#### [SOAL LATIHAN 1]
Tuliskan persis bagian artikel tentang eks narapidana teroris di bawah, mulai dari kata-kata "Sebut saja Joko" dan berhenti setelah "para eks napiter.".
#### [SOAL LATIHAN 2]
Tolong sebutkan siapa eks teroris yang pernah menyembunyikan Noordin M Top menurut artikel tentang eks narapidana teroris di bawah.

Bendung Paham Radikalisme di Kalangan Anak Muda
SOLO, suaramerdekasolo.com– Lima eks narapidana teroris (napiter) menguak kisah sejarahnya yang terlibat berbagai aksi teroris.
Sebut saja Joko Suroso yang akrab disapa Joko Padang, Amir JAD Malang, Tri alias Mbe, anggota Jamaah Islamiyah (JI), dan sejumlah tokoh lainnya.
Mereka secara gamblang menjelaskan aksi-aksinya saat terlibat berbagai kasus, hingga ditangkap hingga kini menikmati kehidupan sehari-hari di tengah masyarakat.
Aksi bom bunuh diri di Gereja Katedral Makassar, Sulawesi Selatan dan upaya penyerangan Mabes Polri yang dilakukan seorang perempuan beberapa waktu lalu jadi pengamatan para eks napiter.
Salah satu yang menjadi sorotan adalah dua peristiwa itu melibatkan generasi milenial. Sebut saja ZA (25) pelaku penyerangan Mabes Polri dan L pelaku bom berusia 26 tahun.
Eks teroris yang pernah menyembunyikan Noordin M Top yakni Joko Suroso atau yang akrab disapa Joko Padang mengungkap fakta baru bahwa aksi tersebut dilakukan spontan dan sporadis. “Tidak seperti aksi masa lalu yang terarah dengan sasaran tertentu,” urainya.

#### [MATERI YANG DIBERIKAN]
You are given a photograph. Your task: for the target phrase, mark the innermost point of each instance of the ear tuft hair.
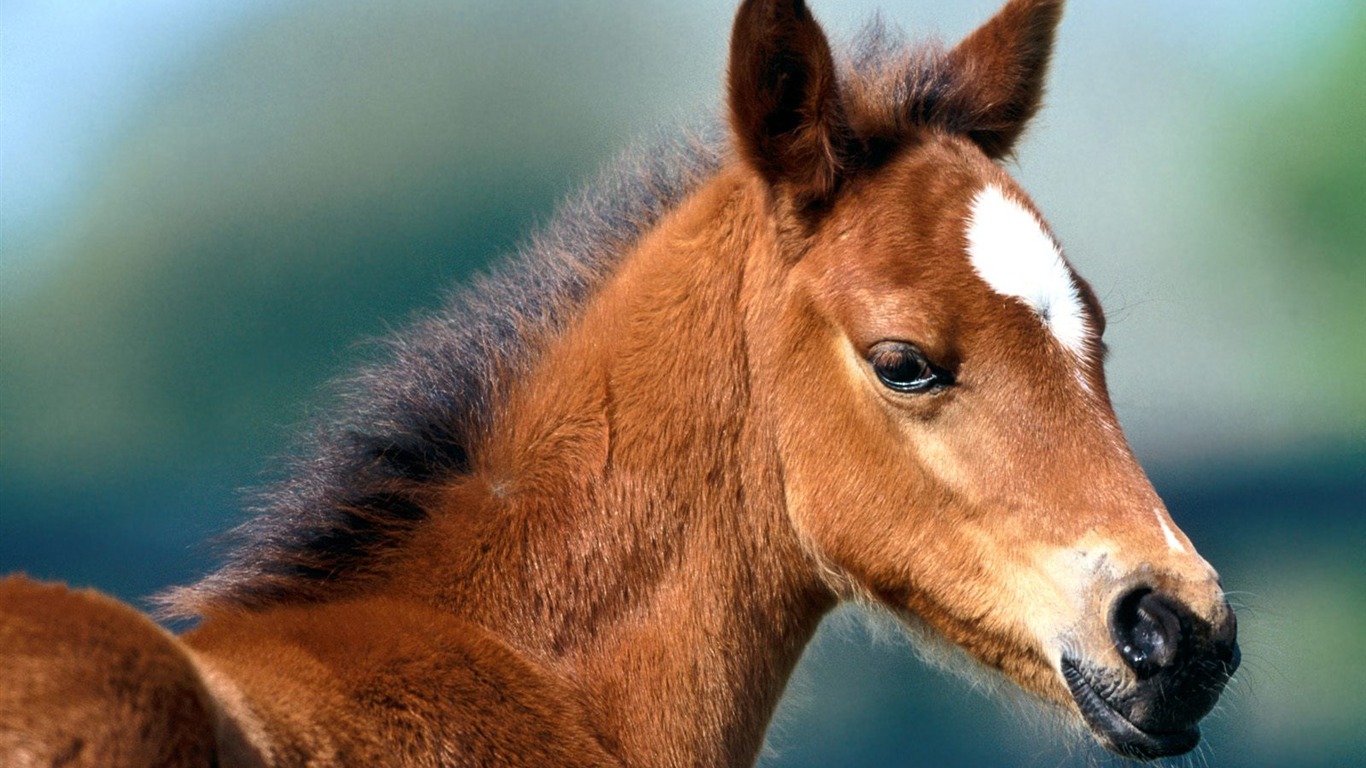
(1003, 67)
(786, 110)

#### [JAWABAN LATIHAN 1]
Sebut saja Joko Suroso yang akrab disapa Joko Padang, Amir JAD Malang, Tri alias Mbe, anggota Jamaah Islamiyah (JI), dan sejumlah tokoh lainnya.
Mereka secara gamblang menjelaskan aksi-aksinya saat terlibat berbagai kasus, hingga ditangkap hingga kini menikmati kehidupan sehari-hari di tengah masyarakat.
Aksi bom bunuh diri di Gereja Katedral Makassar, Sulawesi Selatan dan upaya penyerangan Mabes Polri yang dilakukan seorang perempuan beberapa waktu lalu jadi pengamatan para eks napiter.

#### [JAWABAN LATIHAN 2]
Joko Suroso, yang akrab disapa Joko Padang.